§ **CATATAN TUGAS**
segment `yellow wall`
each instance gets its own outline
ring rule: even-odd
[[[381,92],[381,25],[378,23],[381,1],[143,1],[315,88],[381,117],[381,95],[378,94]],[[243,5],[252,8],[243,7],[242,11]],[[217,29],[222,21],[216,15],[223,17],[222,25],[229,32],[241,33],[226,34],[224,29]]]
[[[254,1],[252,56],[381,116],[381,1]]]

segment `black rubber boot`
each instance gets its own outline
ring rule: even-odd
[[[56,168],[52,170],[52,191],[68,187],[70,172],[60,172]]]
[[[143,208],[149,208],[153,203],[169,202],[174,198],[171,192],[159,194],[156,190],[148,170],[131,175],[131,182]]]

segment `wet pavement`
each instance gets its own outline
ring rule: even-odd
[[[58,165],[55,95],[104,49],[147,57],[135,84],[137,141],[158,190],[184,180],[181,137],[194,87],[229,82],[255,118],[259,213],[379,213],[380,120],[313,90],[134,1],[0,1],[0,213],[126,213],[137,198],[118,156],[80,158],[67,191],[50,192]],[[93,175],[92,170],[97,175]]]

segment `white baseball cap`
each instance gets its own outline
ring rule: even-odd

--

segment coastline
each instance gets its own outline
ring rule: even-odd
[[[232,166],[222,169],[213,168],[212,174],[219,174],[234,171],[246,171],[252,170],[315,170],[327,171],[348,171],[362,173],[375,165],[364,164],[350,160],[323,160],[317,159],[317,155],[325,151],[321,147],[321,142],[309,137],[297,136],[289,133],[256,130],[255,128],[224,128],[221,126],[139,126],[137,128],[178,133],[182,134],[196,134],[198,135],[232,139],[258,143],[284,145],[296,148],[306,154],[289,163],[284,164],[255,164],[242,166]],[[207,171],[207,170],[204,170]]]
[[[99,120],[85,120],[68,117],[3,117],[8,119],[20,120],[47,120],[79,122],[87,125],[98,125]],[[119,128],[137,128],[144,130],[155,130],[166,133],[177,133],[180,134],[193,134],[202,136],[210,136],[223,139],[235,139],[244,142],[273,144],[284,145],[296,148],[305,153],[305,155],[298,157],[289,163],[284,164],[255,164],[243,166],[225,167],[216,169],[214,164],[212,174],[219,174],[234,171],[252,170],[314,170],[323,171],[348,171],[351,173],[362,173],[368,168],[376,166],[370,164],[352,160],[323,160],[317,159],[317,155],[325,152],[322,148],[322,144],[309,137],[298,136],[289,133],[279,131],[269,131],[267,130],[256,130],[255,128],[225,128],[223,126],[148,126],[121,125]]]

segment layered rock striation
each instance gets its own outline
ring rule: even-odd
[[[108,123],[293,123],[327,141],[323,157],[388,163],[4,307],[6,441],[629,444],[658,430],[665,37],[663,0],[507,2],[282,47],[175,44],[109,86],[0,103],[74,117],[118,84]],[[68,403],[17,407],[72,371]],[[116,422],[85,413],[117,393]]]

--

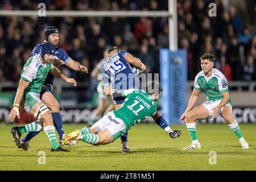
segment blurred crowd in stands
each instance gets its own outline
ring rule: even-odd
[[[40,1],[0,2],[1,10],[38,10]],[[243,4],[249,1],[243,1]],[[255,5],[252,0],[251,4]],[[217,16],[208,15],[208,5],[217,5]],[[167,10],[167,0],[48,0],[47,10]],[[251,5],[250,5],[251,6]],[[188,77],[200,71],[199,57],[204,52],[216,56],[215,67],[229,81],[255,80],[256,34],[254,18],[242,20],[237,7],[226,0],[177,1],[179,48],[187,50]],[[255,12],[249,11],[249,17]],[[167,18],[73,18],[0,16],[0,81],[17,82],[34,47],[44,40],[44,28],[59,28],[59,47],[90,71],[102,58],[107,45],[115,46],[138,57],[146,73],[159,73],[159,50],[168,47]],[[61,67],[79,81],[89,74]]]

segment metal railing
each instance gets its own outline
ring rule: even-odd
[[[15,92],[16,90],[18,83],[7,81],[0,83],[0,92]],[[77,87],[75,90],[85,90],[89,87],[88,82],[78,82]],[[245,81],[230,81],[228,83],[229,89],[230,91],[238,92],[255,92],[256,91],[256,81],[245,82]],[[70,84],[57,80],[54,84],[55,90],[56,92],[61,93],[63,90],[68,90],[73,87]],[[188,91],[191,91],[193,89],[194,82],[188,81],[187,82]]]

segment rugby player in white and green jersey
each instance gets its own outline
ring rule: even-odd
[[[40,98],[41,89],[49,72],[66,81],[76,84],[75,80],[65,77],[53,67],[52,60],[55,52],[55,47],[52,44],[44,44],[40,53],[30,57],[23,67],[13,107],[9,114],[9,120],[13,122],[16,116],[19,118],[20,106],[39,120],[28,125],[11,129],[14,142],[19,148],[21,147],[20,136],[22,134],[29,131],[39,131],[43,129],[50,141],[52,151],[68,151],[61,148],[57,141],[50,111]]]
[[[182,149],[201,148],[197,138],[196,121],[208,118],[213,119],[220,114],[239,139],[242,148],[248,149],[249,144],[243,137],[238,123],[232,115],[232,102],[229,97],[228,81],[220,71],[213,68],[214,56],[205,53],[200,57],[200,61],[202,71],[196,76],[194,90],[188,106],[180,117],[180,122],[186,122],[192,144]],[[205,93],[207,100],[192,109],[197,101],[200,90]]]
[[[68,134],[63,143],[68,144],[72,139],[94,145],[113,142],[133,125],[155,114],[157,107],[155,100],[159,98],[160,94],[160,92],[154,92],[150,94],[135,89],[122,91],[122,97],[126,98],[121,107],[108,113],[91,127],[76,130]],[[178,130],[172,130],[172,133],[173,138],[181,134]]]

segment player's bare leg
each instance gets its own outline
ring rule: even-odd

§ **KETENTUAN SOAL**
Kumpulkan semua baris catatan di atas yang mengandung kata "white", dengan membedakan huruf besar dan huruf kecil.

§ **JAWABAN TERTULIS**
segment `white baseball cap`
segment rugby player in white and green jersey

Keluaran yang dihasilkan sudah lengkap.